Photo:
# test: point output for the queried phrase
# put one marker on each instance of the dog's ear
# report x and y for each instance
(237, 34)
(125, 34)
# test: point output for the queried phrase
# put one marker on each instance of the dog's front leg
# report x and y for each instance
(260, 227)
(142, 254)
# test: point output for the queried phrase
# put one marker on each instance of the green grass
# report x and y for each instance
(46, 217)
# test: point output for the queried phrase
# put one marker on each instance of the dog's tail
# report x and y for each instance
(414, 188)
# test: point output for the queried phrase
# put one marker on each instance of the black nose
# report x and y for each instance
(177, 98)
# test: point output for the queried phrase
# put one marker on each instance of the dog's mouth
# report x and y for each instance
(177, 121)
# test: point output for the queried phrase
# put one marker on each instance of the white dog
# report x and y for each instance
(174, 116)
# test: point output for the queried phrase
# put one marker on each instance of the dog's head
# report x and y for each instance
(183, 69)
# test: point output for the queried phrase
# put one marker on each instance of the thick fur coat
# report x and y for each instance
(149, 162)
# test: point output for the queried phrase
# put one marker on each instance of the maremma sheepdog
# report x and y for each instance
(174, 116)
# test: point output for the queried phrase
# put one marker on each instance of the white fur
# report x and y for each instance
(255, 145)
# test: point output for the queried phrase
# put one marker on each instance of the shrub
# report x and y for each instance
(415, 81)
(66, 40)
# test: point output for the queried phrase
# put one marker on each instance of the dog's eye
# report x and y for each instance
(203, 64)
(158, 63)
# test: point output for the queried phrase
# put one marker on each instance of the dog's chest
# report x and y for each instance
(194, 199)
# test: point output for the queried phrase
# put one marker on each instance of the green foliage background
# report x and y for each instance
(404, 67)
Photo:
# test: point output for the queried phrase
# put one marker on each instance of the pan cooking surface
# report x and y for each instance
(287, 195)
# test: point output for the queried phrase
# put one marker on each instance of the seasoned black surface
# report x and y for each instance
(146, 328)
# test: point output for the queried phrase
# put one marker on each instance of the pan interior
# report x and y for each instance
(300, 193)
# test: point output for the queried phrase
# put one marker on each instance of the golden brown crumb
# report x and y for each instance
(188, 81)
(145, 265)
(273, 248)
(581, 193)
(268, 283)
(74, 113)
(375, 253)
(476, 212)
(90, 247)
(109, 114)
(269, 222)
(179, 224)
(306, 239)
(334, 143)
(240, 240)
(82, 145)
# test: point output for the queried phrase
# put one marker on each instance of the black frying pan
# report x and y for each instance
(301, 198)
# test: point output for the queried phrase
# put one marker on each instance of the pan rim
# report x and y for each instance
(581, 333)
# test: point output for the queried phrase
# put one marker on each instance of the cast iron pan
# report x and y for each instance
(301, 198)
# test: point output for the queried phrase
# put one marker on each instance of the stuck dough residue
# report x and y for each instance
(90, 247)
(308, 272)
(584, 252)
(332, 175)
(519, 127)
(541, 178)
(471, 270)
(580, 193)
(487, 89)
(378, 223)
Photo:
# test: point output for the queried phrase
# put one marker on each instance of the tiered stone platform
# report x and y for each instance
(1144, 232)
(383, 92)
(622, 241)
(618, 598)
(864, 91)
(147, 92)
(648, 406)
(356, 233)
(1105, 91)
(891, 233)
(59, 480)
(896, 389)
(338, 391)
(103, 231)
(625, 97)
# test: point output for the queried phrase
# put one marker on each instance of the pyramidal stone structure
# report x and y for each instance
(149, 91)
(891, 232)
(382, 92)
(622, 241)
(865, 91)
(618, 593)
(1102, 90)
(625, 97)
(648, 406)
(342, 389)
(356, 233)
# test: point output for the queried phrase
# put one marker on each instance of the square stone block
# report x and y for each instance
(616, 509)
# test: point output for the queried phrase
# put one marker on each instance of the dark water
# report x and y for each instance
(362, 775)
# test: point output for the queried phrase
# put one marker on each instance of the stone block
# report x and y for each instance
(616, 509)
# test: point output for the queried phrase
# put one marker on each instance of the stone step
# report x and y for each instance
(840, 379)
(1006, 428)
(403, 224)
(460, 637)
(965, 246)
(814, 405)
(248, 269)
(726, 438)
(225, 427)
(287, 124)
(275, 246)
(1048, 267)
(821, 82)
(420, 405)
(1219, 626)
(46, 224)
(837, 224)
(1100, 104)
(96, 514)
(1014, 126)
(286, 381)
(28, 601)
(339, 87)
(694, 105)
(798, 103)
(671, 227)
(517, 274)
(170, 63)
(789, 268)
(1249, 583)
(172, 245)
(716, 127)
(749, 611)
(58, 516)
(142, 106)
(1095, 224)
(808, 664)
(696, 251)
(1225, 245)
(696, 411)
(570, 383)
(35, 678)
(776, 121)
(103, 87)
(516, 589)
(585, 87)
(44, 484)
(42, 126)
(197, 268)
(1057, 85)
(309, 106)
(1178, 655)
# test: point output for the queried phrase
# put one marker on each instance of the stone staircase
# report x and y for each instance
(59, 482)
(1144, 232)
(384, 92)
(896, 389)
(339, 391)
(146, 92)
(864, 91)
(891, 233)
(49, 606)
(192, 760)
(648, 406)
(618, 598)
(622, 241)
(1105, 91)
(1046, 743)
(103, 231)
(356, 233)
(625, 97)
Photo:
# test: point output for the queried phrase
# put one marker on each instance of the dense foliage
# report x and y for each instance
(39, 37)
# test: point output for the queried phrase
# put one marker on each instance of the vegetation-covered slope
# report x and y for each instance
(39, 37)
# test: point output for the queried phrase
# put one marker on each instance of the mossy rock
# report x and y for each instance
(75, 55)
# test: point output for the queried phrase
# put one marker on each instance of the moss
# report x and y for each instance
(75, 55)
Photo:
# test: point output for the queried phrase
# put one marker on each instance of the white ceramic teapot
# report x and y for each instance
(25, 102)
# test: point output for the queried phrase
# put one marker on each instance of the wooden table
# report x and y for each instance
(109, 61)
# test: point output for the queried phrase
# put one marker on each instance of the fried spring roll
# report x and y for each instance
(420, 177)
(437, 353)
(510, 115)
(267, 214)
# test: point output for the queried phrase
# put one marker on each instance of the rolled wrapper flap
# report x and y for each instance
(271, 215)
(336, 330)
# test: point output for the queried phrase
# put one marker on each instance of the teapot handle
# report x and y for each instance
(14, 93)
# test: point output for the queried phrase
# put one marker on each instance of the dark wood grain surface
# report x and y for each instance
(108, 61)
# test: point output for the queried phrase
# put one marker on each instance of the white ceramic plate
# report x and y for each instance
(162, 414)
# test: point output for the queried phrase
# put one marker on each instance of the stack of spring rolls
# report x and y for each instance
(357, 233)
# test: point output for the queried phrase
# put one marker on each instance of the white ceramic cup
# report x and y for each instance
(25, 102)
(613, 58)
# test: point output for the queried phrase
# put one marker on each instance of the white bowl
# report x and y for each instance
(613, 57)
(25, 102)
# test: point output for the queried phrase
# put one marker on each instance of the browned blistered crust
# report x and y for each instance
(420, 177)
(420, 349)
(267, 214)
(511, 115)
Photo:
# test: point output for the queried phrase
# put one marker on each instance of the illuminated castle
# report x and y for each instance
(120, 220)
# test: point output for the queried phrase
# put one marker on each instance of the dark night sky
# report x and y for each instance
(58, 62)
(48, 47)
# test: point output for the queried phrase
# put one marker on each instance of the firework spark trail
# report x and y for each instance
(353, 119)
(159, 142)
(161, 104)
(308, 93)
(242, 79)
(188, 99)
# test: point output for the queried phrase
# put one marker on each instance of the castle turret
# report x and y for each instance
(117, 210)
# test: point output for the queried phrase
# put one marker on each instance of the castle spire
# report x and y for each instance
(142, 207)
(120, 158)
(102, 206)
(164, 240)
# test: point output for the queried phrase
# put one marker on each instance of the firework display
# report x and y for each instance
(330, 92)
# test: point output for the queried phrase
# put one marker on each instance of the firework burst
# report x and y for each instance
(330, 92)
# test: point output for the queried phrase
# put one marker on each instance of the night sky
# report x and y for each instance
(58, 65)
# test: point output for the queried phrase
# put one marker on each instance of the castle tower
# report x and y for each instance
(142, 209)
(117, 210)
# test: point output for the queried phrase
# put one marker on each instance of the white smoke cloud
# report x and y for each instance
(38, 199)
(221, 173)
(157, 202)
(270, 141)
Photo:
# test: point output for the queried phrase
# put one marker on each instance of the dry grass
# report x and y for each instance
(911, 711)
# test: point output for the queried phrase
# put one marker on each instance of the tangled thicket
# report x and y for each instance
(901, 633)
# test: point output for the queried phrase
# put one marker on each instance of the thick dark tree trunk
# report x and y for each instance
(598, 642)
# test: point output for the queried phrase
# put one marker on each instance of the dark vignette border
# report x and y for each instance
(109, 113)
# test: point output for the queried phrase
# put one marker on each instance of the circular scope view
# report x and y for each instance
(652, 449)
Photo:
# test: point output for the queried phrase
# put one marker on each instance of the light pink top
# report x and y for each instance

========================

** What the task asks **
Please copy each line of the material that contains the word "ceramic".

** Answer to this task **
# put one marker on each instance of the white ceramic teapot
# put one marker on each instance of the white ceramic plate
# put one marker on each instance of the white ceramic cup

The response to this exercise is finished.